__Tarefas do exercício__:
1. Segundo o texto sobre a história evolutiva das raças de cães, a que época remonta o segundo estrangulamento genético?
2. Dê continuidade ao texto sobre a história evolutiva das raças de cães a partir da última frase apresentada.

:: Texto do exercício

A interessante história evolutiva da variação entre as raças demonstra a ocorrência de dois episódios de estrangulamento genético. O primeiro está associado aos primórdios da domesticação dos cães (mais de 10 000 anos), onde a seleção realizada pelo homem se concentrava no desenvolvimento de características funcionais para o seu próprio benefício (caça, pastoreio e proteção do rebanho). O segundo estrangulamento é mais recente. Remonta a era vitoriana onde o desenvolvimento de exposições caninas e o surgimento dos livros de registro genealógico foram responsáveis pela formação das raças puras. Essas se baseavam na aparência e eram resultantes, na maioria dos casos, de cruzamentos consangüíneos de tipos existentes e da seleção de indivíduos com características estruturais ou comportamentais particularmente desejáveis.

::::
:: Entradas extraídas

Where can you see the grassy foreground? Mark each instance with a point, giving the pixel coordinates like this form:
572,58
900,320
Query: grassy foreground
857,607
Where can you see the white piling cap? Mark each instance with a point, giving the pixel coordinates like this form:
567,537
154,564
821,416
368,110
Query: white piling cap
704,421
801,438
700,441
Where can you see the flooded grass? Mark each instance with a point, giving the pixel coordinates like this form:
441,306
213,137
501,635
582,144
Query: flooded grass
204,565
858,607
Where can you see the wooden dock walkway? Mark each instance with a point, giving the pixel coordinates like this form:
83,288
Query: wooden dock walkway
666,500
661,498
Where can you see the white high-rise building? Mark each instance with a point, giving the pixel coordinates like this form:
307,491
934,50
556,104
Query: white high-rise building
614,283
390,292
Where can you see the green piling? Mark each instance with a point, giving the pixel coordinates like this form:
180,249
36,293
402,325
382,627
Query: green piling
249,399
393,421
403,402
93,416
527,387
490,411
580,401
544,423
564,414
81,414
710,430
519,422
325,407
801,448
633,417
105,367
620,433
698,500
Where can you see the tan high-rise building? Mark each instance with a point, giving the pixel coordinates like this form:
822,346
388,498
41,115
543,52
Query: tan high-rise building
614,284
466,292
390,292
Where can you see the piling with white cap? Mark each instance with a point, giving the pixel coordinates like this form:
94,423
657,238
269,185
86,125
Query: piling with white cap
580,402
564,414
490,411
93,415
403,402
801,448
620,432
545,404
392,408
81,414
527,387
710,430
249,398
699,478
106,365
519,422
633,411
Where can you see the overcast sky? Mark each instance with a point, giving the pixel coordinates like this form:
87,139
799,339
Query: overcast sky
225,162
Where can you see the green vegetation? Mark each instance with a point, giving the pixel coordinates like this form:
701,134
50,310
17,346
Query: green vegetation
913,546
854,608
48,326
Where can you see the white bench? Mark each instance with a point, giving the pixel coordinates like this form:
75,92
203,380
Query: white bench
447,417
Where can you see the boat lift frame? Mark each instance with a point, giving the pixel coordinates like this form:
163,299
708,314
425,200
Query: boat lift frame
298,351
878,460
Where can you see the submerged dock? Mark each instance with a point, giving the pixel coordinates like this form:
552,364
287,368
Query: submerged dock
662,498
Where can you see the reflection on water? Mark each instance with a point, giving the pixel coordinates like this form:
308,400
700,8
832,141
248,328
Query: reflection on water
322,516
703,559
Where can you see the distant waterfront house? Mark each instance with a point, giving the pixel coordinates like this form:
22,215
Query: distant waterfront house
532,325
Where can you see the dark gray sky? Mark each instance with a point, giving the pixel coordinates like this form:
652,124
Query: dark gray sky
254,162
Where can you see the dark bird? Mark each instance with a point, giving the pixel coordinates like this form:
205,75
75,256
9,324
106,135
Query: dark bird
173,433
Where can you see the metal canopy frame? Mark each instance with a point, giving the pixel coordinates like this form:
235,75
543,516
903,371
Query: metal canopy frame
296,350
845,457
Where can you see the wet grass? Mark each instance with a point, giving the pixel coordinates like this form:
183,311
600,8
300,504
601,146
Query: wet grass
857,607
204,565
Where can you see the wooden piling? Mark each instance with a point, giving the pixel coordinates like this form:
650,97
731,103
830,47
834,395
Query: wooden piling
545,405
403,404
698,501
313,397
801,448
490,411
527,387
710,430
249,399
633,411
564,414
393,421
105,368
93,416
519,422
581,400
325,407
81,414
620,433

::::

__Resultados por tarefa__:
1. À era vitoriana.

2.
A maioria das raças caninas tem a sua origem em um número reduzido de cães fundadores. A elaboração de registros de restritivos de origens impediu a incorporação de novas variantes genéticas e, fixou as respectivas opções genéticas dentro das raças. Perdeu-se assim a variação genética e aumentaram os desvios genéticos. No tocante aos genes que controlam as características que definem o padrão de cada raça, é provável que reste pouca ou mesmo nenhuma variação genética. 

A redução do nível de variabilidade do DNA e as características singulares da população canina despertaram o interesse da comunidade cientifica. O cão foi então o primeiro mamífero não roedor a completar o seqüenciamento do genoma (2004) e a sua genética molecular percorreu um longo caminho num período de tempo relativamente curto.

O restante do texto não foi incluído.